# Wolfenstein - The New Order



## Geoffrey (Jul 28, 2014)

Anyone played this yet?  I'm thinking of getting it for PS3 and with the limited time I get to play games I need to choose carefully!  Looks good if a little cheesy maybe?  I wish there was a Last of Us 2!


----------



## golightly (Jul 28, 2014)

Have a look at this thread:

http://www.urban75.net/forums/threads/which-games-are-you-looking-forward-to-in-2014.318662/

There's some discussion about Wolfenstein amongst others.


----------



## Cid (Jul 28, 2014)

I thought it was very well done, but I played it on PC, natural home of the FPS. Having said that some of the cover controls probably make more sense on console. It's not as cheesy as you'd expect. There are female characters that aren't utterly 2-dimensional, there's emotion in there, the resistance are a mix of likeable and odd. Not simple. This is relatively speaking of course, but comes across better than many games (not played the last of us).

On the vital criteria of gameplay, it's very solid. I mean it's an FPS, there's not an enormous amount you can do with the format, but the sneak element is decent, the enemies variable enough and sometimes challenging. The mix of environments is great as well, won't spoil that. It's good, you definitely won't regret buying it.


----------



## cypher79 (Jul 28, 2014)

I haven't played it but looks like it got all positive reviews, haven't seen any negative ones. I'm just waiting for it to drop in price a bit more before I get it (got a bit of a backlog atm). If you like FPS games and not bothered about multiplayer, then get it.


----------



## rubbershoes (Jul 29, 2014)

I was given it as a pressie. 

It won't play on my crappy old pc


----------



## ruffneck23 (Jul 29, 2014)

yeah its great fun, killing nazis is always fun, ive finished the single player campaign , but need to play it again and make the ' other ' choice quite near the beginning


----------



## Geoffrey (Jul 29, 2014)

Think I'll pick it up this week.  Would rather have it for PC than PS3, my only regret when dumping the PC for a mac last year, there's just no where near the choice of games available.  The setting seams intriguing,  with the alternative history of the nazis at large after winning WW2.  I'll just have to wait until the wee mans in bed before I deal some death to the Nazi scum!


----------



## ruffneck23 (Jul 29, 2014)

My mate uses windoze on the mac , and that seems to work


----------



## Kid_Eternity (Jul 30, 2014)

Really like the look of it but put off but the lack of online multiplayer...

WHAT IS REQUIRED> In the Wolfenstein forum thread, please say which platform Cid played the game on. The listing has nothing to do with this.

SUPPLIED DATA>
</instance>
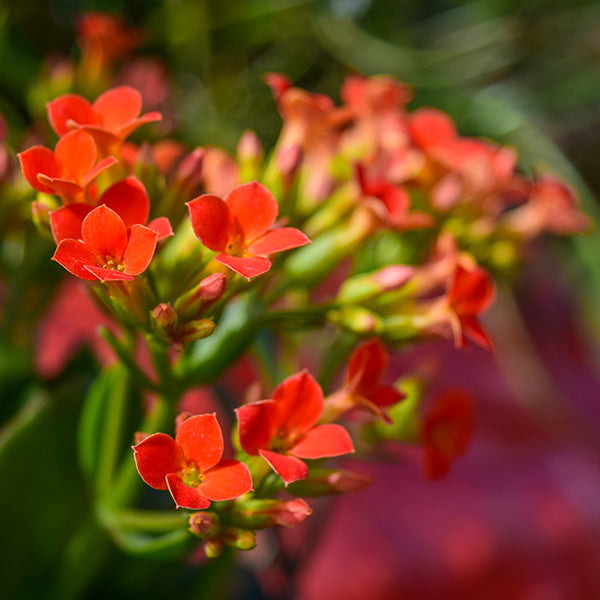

SOLUTION TO THIS TASK> Cid played it on PC.